The listing below should be written out exactly; please include all of it.

The data:
════
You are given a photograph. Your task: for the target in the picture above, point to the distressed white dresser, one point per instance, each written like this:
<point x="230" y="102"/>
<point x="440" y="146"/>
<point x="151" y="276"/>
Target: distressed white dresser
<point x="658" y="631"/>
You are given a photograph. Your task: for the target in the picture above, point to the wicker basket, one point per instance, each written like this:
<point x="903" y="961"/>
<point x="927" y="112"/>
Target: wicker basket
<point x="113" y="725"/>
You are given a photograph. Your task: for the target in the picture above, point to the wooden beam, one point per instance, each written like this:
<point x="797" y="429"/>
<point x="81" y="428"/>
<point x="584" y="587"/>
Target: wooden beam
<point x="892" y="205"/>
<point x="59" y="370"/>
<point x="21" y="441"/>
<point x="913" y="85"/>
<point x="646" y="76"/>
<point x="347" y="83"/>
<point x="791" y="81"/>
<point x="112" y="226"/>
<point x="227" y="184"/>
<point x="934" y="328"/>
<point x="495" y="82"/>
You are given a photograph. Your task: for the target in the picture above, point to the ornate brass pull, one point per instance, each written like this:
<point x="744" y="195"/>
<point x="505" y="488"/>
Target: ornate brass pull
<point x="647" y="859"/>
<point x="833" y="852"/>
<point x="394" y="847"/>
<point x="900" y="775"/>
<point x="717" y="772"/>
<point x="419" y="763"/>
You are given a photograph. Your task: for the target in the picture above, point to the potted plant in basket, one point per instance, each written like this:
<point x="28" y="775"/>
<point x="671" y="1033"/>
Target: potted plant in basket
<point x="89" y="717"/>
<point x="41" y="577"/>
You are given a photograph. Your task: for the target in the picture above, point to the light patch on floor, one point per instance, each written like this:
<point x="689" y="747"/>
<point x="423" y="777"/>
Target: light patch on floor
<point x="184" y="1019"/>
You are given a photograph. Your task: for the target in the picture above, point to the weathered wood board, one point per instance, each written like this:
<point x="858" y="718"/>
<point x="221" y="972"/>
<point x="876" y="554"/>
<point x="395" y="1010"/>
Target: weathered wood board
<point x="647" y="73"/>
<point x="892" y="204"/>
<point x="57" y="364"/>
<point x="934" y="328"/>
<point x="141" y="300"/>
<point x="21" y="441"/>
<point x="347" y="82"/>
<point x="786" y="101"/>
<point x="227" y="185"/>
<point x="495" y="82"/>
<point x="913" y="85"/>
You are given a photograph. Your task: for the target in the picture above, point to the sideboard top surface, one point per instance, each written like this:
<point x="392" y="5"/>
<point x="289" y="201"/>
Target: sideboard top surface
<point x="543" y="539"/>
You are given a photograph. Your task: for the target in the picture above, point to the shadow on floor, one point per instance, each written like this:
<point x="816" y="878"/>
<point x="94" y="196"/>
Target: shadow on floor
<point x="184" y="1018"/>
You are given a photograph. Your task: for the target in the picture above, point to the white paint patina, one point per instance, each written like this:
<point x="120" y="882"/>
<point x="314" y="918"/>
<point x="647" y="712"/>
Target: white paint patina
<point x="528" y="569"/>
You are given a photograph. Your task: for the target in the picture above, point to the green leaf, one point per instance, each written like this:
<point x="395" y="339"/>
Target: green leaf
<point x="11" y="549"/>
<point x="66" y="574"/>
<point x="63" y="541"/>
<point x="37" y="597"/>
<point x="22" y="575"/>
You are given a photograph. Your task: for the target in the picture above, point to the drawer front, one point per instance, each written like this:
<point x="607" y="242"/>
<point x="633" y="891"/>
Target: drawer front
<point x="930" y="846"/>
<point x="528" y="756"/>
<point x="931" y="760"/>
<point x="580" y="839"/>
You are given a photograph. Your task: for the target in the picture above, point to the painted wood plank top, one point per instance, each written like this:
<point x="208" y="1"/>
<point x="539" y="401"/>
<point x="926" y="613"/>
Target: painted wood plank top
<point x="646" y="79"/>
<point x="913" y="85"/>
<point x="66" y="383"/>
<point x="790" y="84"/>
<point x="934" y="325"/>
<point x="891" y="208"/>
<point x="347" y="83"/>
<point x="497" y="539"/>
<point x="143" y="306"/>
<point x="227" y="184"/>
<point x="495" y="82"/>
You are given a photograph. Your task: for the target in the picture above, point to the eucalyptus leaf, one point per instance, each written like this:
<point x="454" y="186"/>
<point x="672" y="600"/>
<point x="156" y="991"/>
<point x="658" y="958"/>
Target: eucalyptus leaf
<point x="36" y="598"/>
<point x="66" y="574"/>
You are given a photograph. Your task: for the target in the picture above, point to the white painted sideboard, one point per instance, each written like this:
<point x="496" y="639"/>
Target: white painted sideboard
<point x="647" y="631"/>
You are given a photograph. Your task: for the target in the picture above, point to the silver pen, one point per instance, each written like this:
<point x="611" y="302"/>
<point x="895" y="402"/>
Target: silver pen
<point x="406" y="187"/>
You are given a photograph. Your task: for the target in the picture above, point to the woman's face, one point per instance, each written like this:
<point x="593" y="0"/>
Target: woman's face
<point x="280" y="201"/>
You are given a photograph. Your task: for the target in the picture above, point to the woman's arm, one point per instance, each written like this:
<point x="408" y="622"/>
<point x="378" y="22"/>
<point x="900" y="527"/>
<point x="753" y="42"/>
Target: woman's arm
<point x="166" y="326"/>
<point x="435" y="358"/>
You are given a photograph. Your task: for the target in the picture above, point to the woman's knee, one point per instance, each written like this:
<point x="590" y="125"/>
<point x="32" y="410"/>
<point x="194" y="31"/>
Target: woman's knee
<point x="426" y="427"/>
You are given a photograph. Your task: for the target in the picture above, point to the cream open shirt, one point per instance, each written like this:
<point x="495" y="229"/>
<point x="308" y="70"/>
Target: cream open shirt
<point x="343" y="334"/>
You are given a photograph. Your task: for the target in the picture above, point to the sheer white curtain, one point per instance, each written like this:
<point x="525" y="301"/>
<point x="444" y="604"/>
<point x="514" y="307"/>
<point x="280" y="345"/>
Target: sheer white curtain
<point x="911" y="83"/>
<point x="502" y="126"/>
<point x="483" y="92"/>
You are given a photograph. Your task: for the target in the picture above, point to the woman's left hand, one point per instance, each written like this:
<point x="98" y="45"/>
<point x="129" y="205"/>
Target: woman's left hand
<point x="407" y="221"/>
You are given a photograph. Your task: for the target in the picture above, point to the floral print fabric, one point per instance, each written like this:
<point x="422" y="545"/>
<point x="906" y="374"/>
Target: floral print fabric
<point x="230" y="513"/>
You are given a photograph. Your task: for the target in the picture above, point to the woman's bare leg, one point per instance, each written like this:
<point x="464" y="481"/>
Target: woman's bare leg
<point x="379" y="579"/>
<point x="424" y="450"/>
════
Result for this exercise:
You are given a photograph. Your task: for the target in the picture above, point to the distressed white dresser, one point per instance, each written like this:
<point x="230" y="102"/>
<point x="440" y="146"/>
<point x="151" y="276"/>
Target: distressed white dresser
<point x="658" y="631"/>
You are given a photograph. Your task: for the target in the picture above, point to the wicker basket, one point per instance, each written like this:
<point x="903" y="961"/>
<point x="927" y="112"/>
Target: wicker basket
<point x="113" y="725"/>
You are given a photograph. Your task: for the target in the picture above, point to the wooden beam, one point per instance, each written like this:
<point x="797" y="429"/>
<point x="81" y="428"/>
<point x="584" y="587"/>
Target: wooden beam
<point x="892" y="205"/>
<point x="59" y="370"/>
<point x="21" y="441"/>
<point x="913" y="85"/>
<point x="646" y="76"/>
<point x="347" y="83"/>
<point x="791" y="81"/>
<point x="112" y="226"/>
<point x="227" y="184"/>
<point x="934" y="328"/>
<point x="495" y="82"/>
You are given a photograph. Your task: for the target in the picture above, point to the ornate brass pull, one point per instance, each written like this:
<point x="744" y="195"/>
<point x="505" y="488"/>
Target: ornate brass pull
<point x="647" y="859"/>
<point x="833" y="852"/>
<point x="394" y="847"/>
<point x="900" y="775"/>
<point x="717" y="772"/>
<point x="419" y="763"/>
You are given a photograph. Your task: for the target in the picture above, point to the potted plant in basket, one point per instance, each written like this:
<point x="28" y="775"/>
<point x="671" y="1033"/>
Target: potted plant in basket
<point x="89" y="717"/>
<point x="41" y="577"/>
You are given a photograph. Your task: for the target in the picture above, point to the light patch on floor, one point per instance, each written like this:
<point x="689" y="747"/>
<point x="423" y="777"/>
Target: light patch on floor
<point x="184" y="1019"/>
You are given a photograph. Your task: for the target in the picture above, point to the weathered wood board, one point per instance, each written like this:
<point x="858" y="718"/>
<point x="221" y="972"/>
<point x="876" y="554"/>
<point x="395" y="1010"/>
Target: weathered wood board
<point x="647" y="73"/>
<point x="892" y="204"/>
<point x="57" y="364"/>
<point x="934" y="328"/>
<point x="141" y="300"/>
<point x="21" y="441"/>
<point x="347" y="82"/>
<point x="786" y="101"/>
<point x="227" y="185"/>
<point x="495" y="82"/>
<point x="913" y="85"/>
You are given a photograph. Your task: for the target in the picture above, point to the sideboard top surface, one point per instance, each written like this:
<point x="392" y="5"/>
<point x="289" y="201"/>
Target: sideboard top surface
<point x="543" y="539"/>
You are given a photograph. Your task: for the target in the picture above, point to the shadow on floor, one point per instance, each written like this:
<point x="816" y="878"/>
<point x="94" y="196"/>
Target: shadow on floor
<point x="184" y="1018"/>
You are given a photograph. Your task: for the target in the picture above, point to the white paint patina, one point per instance, each written like this:
<point x="120" y="882"/>
<point x="314" y="918"/>
<point x="647" y="712"/>
Target: white paint patina
<point x="528" y="569"/>
You are given a photograph. Your task: for the target in the picture above, point to the green leaf, one point per instance, each written like this:
<point x="395" y="339"/>
Target: green leaf
<point x="11" y="549"/>
<point x="66" y="574"/>
<point x="63" y="541"/>
<point x="37" y="597"/>
<point x="22" y="575"/>
You are given a photograph. Your task: for the target in the picture above, point to the drawer front, one point per instance, each written like this:
<point x="607" y="242"/>
<point x="633" y="891"/>
Target: drawer front
<point x="930" y="846"/>
<point x="528" y="756"/>
<point x="931" y="760"/>
<point x="580" y="839"/>
You are given a photograph. Your task: for the target in the picture above, point to the painted wood plank top, one point per instance, each written like this:
<point x="208" y="1"/>
<point x="539" y="401"/>
<point x="926" y="613"/>
Target: painted wood plank top
<point x="646" y="79"/>
<point x="913" y="85"/>
<point x="66" y="383"/>
<point x="790" y="84"/>
<point x="934" y="325"/>
<point x="891" y="208"/>
<point x="347" y="83"/>
<point x="497" y="539"/>
<point x="143" y="306"/>
<point x="227" y="184"/>
<point x="495" y="82"/>
You are given a photograph. Your task: for the target in the picture above, point to the eucalyptus leaf, one point per instance, each written like this:
<point x="454" y="186"/>
<point x="672" y="600"/>
<point x="156" y="991"/>
<point x="658" y="958"/>
Target: eucalyptus leaf
<point x="36" y="598"/>
<point x="66" y="574"/>
You are given a photograph. Your task: for the target in the picture above, point to the white painted sideboard, one point per instance, each written like this:
<point x="496" y="639"/>
Target: white painted sideboard
<point x="647" y="631"/>
You are given a photograph. Your task: for the target in the picture above, point to the silver pen, one point per instance, each written like this:
<point x="611" y="302"/>
<point x="895" y="402"/>
Target: silver pen
<point x="406" y="187"/>
You are given a photograph. Your task: for the target in the picture above, point to the woman's face, one point per instance, each written like this:
<point x="593" y="0"/>
Target: woman's face
<point x="280" y="201"/>
You are given a photograph. Your task: for the target in the picture above, point to the woman's arm, one point per instance, each written like this:
<point x="408" y="622"/>
<point x="378" y="22"/>
<point x="900" y="527"/>
<point x="753" y="42"/>
Target: woman's arm
<point x="166" y="326"/>
<point x="435" y="358"/>
You are given a photograph. Your task: for the target in the picture above, point to the woman's knee, one point per instance, each written like this:
<point x="590" y="125"/>
<point x="32" y="410"/>
<point x="194" y="31"/>
Target: woman's knee
<point x="426" y="427"/>
You are given a photograph. Your task: for the target in the picture above, point to the cream open shirt, one point per instance, each written like this:
<point x="495" y="229"/>
<point x="308" y="70"/>
Target: cream open shirt
<point x="343" y="334"/>
You are given a photograph. Your task: for the target in the picture above, point to the sheer white curtain, one point per instance, each written like this:
<point x="525" y="301"/>
<point x="444" y="604"/>
<point x="514" y="307"/>
<point x="280" y="345"/>
Target: sheer white curtain
<point x="911" y="83"/>
<point x="502" y="126"/>
<point x="483" y="92"/>
You are given a photograph. Your task: for the target in the picture above, point to the woman's left hand, one point per instance, each written like this:
<point x="98" y="45"/>
<point x="129" y="205"/>
Target: woman's left hand
<point x="407" y="221"/>
You are given a photograph. Your task: for the target in the picture above, point to the floral print fabric, one point per instance, each written like this:
<point x="422" y="545"/>
<point x="906" y="374"/>
Target: floral print fabric
<point x="230" y="513"/>
You are given a photograph. Your task: for the target in the picture above, point to the woman's bare leg, one point per instance, each written like this:
<point x="464" y="481"/>
Target: woman's bare leg
<point x="379" y="579"/>
<point x="424" y="450"/>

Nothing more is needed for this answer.